Set task: Count the lines below that contain the string "control", and give only that number.

--- begin ---

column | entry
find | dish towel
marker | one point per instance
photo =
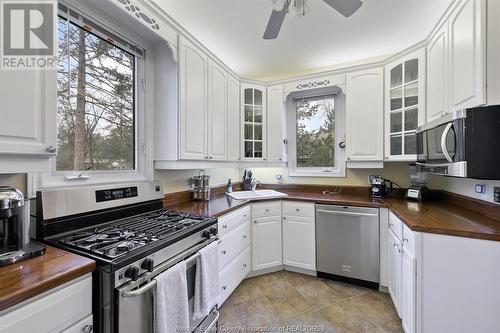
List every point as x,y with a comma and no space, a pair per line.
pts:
172,311
206,290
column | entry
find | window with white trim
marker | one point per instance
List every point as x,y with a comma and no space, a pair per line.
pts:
101,116
317,122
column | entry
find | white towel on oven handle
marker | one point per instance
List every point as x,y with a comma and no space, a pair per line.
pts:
172,307
206,290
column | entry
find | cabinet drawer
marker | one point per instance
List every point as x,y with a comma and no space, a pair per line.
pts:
229,221
233,274
266,209
409,239
51,313
395,225
83,326
298,209
233,243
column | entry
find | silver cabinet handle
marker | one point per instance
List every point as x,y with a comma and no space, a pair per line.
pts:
443,142
88,329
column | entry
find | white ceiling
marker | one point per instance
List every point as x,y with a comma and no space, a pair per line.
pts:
233,29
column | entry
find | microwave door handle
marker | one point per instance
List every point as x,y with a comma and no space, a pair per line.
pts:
443,142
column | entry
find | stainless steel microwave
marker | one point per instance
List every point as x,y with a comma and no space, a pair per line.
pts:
464,143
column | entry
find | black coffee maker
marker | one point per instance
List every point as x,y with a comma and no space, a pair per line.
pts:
15,244
380,186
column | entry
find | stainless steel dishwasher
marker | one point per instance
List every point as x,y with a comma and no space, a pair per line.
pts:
347,244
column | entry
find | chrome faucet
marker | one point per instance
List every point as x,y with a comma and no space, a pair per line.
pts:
254,184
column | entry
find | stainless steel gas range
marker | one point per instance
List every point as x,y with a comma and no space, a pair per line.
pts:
133,239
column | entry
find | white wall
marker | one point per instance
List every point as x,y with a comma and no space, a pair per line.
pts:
16,180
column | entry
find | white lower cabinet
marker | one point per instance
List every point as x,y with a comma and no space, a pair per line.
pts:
403,272
299,235
55,311
266,235
232,275
394,250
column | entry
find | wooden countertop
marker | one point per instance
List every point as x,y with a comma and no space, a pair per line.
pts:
439,217
29,278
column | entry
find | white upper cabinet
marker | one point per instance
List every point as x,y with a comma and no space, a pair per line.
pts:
28,126
365,116
467,55
233,119
276,125
254,122
456,57
404,105
193,64
217,112
437,74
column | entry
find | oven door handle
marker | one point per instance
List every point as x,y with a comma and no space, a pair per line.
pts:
139,291
443,142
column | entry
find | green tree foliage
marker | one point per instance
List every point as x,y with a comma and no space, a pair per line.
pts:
95,102
316,132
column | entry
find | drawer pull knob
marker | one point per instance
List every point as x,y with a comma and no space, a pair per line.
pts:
87,328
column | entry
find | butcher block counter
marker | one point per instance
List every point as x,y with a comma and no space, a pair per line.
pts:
32,277
452,214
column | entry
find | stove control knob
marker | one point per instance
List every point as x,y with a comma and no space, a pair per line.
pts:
148,264
132,272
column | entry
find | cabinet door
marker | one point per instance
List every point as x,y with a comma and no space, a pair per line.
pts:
437,75
408,291
217,112
233,119
404,106
467,54
266,242
192,101
28,125
276,124
365,114
299,244
394,269
254,122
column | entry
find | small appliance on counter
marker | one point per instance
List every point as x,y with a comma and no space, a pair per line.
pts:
201,187
380,186
418,190
15,245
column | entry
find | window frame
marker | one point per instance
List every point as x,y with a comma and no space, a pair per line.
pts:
143,165
340,168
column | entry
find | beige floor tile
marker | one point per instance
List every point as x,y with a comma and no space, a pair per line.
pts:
373,307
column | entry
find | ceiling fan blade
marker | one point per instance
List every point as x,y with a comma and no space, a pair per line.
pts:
345,7
275,21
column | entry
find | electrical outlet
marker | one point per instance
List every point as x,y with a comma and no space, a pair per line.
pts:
496,194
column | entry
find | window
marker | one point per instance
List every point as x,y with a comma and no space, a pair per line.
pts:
103,108
96,102
317,122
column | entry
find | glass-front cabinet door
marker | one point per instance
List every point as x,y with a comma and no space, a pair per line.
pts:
254,122
404,107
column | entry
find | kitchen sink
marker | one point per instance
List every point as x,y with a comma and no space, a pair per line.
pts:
258,194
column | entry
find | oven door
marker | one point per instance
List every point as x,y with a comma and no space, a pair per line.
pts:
136,299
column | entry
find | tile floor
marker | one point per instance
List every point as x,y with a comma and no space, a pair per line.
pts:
292,302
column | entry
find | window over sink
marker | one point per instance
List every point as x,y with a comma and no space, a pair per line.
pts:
318,129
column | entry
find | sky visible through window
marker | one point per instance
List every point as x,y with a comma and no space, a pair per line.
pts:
316,131
95,116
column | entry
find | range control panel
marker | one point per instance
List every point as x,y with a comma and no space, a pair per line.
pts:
116,193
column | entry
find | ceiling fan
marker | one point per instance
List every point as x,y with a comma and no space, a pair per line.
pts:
344,7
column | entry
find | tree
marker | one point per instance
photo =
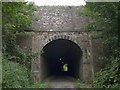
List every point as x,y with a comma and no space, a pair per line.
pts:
105,17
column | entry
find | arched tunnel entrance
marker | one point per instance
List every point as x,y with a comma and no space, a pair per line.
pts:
62,57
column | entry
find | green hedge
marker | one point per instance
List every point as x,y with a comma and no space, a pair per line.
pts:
14,75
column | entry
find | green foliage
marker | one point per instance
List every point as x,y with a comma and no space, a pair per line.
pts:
104,17
16,17
14,75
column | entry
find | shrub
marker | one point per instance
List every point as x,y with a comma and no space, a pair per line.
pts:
14,75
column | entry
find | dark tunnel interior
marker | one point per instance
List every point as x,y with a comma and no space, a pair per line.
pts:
62,57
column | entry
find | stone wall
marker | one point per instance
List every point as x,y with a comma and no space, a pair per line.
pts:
40,39
59,18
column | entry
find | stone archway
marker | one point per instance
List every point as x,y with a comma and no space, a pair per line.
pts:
39,67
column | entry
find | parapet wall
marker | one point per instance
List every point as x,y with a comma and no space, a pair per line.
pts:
59,18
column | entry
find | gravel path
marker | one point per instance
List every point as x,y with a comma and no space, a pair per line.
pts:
63,82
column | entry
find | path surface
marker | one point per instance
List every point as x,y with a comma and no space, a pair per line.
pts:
63,82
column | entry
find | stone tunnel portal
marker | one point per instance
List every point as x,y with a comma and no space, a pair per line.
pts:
62,57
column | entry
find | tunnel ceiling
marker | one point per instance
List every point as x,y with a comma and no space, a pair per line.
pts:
60,52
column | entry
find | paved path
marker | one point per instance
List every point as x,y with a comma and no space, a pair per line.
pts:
63,82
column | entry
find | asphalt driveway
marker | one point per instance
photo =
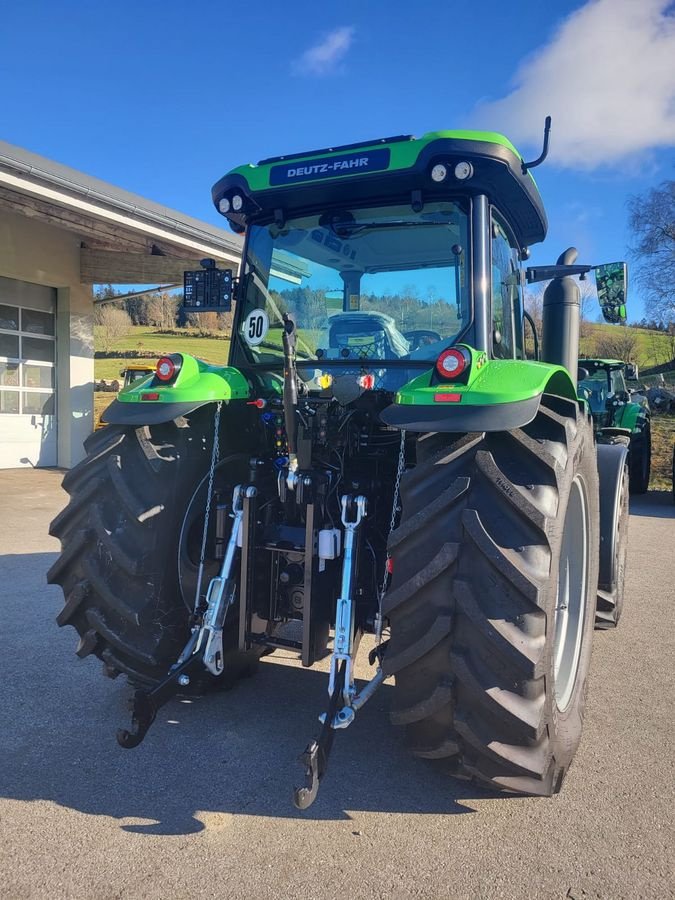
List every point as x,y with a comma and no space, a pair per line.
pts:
203,807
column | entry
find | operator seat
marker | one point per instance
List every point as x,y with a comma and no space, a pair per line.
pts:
363,338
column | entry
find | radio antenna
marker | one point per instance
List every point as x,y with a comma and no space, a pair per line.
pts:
544,152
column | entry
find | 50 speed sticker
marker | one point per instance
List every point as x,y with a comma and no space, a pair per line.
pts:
256,326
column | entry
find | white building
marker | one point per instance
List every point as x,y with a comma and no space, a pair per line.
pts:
61,232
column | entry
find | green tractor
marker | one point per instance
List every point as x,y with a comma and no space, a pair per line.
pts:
619,415
378,458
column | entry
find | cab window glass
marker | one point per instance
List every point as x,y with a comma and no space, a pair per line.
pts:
618,382
506,295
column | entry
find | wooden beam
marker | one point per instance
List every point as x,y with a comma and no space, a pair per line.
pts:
60,217
112,267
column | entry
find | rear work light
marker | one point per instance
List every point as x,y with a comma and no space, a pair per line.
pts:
452,363
168,367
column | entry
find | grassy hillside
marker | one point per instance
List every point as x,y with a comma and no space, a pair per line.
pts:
663,439
653,347
142,338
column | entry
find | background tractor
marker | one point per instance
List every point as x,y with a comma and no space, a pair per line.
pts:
619,416
378,457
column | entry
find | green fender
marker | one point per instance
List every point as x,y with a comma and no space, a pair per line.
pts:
499,395
150,401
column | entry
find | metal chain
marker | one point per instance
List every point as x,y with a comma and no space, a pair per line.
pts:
215,456
392,524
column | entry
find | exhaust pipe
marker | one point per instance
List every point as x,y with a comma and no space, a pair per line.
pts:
561,314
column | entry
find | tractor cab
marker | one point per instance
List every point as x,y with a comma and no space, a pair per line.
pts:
384,254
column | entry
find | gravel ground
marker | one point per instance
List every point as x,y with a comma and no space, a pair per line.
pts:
203,807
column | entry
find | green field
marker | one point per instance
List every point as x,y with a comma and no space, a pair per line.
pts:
663,440
144,339
653,347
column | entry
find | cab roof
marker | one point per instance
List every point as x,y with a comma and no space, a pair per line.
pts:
385,168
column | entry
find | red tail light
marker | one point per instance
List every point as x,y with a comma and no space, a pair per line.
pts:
166,368
451,363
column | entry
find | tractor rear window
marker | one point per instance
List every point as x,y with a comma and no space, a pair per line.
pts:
379,284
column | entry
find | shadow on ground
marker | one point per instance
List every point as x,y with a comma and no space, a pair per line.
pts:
655,504
232,753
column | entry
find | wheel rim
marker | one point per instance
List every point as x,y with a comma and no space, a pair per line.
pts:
572,596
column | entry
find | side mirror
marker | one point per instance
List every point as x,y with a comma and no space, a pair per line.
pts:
612,282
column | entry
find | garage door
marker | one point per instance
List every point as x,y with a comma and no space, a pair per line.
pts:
27,375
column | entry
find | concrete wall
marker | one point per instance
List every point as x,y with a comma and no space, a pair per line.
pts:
39,253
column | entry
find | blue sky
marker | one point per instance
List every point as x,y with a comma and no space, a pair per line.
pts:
162,98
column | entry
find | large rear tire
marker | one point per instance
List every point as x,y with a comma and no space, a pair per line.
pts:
128,541
493,599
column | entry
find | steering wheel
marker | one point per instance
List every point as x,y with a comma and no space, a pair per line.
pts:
421,337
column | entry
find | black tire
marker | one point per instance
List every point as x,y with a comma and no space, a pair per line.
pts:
120,546
610,596
474,594
641,461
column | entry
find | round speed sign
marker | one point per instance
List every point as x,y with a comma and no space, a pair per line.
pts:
256,326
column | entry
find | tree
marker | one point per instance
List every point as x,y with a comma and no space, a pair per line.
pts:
113,324
205,323
160,311
651,218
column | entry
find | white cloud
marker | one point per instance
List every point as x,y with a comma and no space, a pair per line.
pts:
607,77
323,57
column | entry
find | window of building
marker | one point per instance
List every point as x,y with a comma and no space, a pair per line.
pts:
27,360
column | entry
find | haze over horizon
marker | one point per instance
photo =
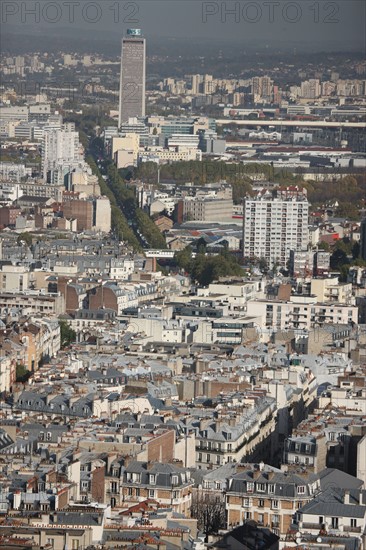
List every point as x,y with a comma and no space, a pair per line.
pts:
304,26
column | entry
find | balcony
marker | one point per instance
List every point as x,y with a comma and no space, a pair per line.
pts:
349,529
312,526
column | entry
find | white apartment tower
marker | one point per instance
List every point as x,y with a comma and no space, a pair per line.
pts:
275,222
133,76
61,150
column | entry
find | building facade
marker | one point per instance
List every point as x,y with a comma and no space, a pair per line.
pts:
133,75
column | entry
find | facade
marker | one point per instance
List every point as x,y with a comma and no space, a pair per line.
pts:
133,76
166,483
60,152
266,495
208,209
275,222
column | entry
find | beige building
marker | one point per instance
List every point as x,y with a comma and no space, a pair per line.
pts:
125,149
207,209
331,290
267,496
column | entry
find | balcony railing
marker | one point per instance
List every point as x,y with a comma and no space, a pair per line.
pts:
350,529
316,526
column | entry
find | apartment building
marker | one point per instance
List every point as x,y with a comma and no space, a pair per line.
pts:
301,312
60,150
266,495
168,484
249,435
32,302
336,512
274,223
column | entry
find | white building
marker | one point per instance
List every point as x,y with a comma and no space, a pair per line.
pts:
275,222
60,150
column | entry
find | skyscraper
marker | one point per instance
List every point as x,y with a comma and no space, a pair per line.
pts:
133,75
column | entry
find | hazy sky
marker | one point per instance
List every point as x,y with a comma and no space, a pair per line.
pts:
303,24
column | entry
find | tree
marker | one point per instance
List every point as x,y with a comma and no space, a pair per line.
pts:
209,510
67,334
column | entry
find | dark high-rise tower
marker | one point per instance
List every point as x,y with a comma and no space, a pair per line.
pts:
132,83
363,239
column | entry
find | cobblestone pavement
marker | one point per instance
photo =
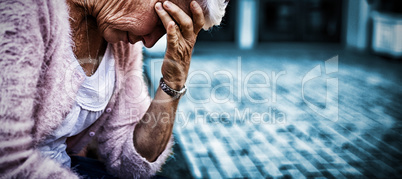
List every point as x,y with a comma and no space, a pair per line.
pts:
274,113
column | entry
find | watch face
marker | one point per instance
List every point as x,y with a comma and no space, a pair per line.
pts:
171,92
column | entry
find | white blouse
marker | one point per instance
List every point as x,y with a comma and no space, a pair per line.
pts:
91,100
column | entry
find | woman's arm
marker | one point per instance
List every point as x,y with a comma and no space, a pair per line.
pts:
153,132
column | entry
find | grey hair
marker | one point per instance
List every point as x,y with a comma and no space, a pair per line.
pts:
214,12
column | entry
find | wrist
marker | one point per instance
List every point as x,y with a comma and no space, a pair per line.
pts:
172,91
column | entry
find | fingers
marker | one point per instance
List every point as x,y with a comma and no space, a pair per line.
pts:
163,15
184,21
198,16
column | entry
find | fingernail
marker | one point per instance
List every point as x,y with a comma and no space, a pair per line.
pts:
158,6
167,4
194,4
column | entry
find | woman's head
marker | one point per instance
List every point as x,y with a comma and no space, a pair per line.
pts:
136,20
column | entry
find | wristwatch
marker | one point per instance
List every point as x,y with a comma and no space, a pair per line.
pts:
171,92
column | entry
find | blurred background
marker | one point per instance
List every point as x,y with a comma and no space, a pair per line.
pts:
292,89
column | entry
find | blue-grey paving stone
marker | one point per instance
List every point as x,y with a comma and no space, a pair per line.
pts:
211,170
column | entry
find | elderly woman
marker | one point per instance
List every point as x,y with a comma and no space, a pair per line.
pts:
71,72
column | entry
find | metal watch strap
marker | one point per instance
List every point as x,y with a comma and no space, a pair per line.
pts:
171,92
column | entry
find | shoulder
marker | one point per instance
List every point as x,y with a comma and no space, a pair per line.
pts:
128,56
32,22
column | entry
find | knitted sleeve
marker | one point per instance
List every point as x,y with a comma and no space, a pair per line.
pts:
116,136
22,50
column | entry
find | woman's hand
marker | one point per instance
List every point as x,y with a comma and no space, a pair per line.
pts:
182,31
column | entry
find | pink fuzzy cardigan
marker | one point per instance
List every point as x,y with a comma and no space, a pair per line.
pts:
38,85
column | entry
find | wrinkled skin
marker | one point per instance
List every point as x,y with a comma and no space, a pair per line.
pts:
143,20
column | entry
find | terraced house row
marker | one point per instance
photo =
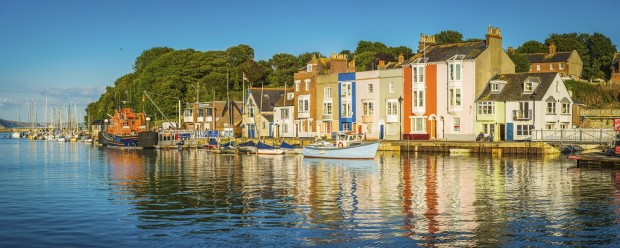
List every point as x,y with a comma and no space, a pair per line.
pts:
443,92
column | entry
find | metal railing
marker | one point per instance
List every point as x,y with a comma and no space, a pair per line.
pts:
520,115
575,136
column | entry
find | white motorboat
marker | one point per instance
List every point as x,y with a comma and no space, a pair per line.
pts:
347,146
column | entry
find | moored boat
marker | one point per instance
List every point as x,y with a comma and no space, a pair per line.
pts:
126,129
247,147
264,149
290,149
348,146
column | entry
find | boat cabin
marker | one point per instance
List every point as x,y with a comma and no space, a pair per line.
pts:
348,139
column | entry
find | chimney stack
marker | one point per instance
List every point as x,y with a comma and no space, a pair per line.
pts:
552,48
493,34
425,41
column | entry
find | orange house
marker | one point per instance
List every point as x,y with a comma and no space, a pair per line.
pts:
420,101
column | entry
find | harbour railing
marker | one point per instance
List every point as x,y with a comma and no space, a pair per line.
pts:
575,136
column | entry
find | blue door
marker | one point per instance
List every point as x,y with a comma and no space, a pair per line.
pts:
509,131
251,131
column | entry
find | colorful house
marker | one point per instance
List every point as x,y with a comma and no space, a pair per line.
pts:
327,104
367,91
531,101
306,122
615,69
389,102
283,117
347,102
260,104
566,63
441,84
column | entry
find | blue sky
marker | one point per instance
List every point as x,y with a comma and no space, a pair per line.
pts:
75,48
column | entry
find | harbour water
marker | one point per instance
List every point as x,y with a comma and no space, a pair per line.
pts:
73,194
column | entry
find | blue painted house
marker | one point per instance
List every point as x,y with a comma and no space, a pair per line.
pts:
346,101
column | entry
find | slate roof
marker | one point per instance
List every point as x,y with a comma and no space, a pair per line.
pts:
513,90
548,58
269,98
616,59
437,53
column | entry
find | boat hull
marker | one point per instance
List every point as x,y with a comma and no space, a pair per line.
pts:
247,149
363,151
269,151
118,141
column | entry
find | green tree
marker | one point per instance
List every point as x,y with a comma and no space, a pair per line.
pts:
365,61
283,66
601,51
520,60
448,36
149,56
573,41
532,46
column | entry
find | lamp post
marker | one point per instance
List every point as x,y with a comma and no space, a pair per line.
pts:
400,117
533,97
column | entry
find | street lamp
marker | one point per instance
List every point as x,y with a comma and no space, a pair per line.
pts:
400,116
533,97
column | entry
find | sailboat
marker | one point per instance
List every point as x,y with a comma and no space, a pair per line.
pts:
264,149
16,135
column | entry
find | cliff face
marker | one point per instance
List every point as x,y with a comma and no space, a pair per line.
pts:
594,96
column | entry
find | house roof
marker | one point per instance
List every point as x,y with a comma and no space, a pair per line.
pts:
548,58
513,90
436,53
616,59
269,98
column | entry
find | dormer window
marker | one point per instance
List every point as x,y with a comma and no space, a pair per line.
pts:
528,87
530,84
418,73
494,87
455,66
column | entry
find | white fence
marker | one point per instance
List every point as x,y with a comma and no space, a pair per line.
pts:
577,136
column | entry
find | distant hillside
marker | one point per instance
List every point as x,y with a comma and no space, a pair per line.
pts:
594,95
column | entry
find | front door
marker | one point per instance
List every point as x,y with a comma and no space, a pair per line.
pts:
509,131
433,129
502,132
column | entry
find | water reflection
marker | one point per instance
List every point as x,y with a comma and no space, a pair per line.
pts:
419,198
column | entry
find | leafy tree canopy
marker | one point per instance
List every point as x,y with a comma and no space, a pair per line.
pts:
532,46
520,60
448,36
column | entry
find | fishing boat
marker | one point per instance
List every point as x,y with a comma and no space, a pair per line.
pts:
290,149
264,149
347,146
226,148
247,147
127,129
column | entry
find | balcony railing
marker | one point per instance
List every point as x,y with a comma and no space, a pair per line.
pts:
367,118
519,115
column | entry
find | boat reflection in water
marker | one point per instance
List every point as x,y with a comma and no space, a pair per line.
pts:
392,200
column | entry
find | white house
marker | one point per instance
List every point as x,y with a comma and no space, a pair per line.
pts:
534,101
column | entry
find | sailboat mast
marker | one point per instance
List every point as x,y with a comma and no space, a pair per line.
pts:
228,99
45,123
18,108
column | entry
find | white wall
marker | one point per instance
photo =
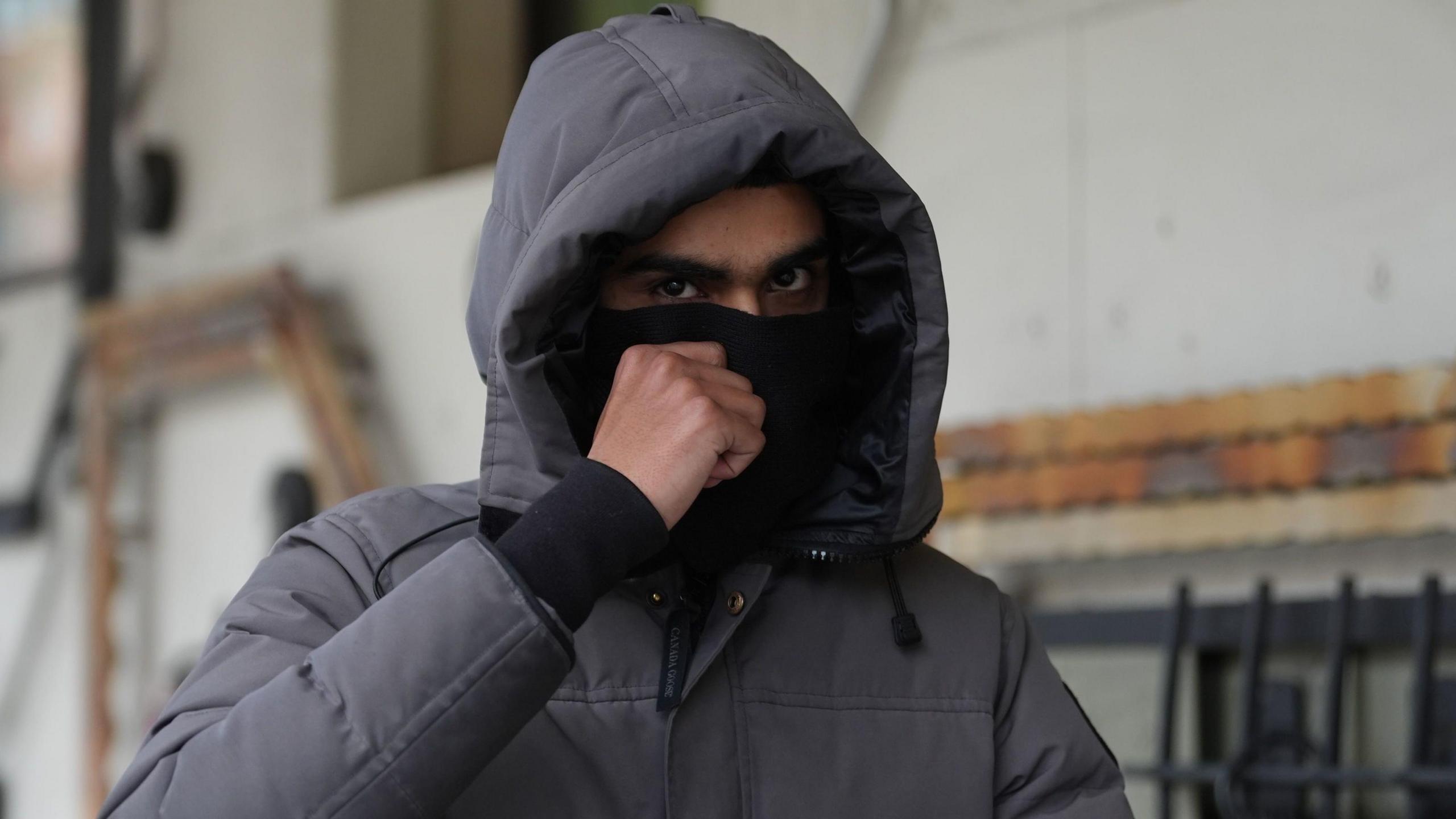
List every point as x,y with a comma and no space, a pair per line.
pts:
1133,198
1149,198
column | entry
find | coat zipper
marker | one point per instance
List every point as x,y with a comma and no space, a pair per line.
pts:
685,623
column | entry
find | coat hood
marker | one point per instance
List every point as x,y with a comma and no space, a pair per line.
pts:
619,129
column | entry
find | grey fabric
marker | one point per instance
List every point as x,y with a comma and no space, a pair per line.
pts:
461,693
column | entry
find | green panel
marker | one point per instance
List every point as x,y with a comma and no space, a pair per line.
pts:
592,14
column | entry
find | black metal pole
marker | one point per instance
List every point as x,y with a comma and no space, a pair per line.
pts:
1252,652
1335,687
1177,628
97,257
1423,644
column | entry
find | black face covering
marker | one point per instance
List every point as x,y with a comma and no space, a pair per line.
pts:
794,362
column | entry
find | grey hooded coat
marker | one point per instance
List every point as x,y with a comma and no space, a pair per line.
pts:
386,660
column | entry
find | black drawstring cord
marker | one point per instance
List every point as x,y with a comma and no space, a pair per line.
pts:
383,564
903,624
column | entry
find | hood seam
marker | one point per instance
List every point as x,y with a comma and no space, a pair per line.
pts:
660,79
531,242
507,219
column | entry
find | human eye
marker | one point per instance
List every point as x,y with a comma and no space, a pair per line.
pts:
676,289
792,279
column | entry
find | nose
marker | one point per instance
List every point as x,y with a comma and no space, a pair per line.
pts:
742,299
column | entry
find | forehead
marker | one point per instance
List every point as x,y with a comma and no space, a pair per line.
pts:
739,226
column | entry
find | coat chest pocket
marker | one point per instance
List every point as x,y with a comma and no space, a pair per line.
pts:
812,755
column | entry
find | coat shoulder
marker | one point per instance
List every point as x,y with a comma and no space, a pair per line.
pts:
366,530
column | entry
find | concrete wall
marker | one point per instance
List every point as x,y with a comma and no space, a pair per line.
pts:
1133,200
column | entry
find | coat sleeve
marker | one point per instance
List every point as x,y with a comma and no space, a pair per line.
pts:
1050,761
311,701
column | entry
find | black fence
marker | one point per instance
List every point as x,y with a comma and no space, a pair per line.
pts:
1275,767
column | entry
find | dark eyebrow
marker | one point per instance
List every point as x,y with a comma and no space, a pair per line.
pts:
688,267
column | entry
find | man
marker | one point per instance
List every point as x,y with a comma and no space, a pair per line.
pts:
713,328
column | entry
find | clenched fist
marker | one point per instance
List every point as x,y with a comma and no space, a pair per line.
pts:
677,421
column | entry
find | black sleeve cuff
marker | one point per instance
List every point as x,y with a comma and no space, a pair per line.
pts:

--- end ---

Output: 2